Exercise aim — Write out the stretch from the line containing "the photo below" through the line containing "x=266 y=156" again, changing "water lily bud" to "lotus bud" and keeping everything else as it is. Omit the pictures.

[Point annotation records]
______________________________

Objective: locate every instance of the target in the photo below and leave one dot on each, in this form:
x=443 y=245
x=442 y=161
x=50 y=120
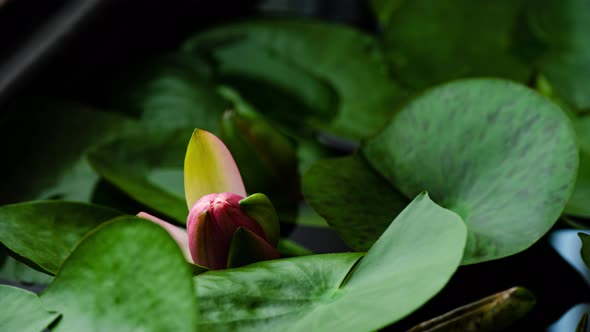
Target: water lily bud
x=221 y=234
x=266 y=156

______________________________

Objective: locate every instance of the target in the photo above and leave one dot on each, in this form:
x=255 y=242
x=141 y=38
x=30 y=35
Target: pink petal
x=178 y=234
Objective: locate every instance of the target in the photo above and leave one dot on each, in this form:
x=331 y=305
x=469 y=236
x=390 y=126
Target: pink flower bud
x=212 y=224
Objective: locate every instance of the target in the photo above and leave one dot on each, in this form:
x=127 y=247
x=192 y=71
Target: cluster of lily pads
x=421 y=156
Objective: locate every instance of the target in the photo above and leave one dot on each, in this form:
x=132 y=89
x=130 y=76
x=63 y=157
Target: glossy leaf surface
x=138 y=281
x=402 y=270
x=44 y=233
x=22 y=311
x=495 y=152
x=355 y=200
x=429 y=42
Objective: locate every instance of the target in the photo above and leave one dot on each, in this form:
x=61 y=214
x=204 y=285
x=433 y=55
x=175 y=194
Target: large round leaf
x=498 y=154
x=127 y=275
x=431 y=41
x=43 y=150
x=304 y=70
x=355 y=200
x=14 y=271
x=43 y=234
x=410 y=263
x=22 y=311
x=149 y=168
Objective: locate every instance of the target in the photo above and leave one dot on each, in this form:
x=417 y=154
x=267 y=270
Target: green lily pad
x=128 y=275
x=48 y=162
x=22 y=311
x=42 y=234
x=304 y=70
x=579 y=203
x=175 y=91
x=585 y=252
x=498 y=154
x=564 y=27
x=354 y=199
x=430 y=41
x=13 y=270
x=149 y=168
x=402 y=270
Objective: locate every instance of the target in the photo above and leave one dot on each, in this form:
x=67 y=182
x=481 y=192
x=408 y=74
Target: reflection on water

______________________________

Output for this exercise —
Objective: locate every instance of the target in the photo below and leave one dot on each, in this form:
x=443 y=245
x=442 y=161
x=50 y=120
Target: lotus bud
x=221 y=234
x=266 y=156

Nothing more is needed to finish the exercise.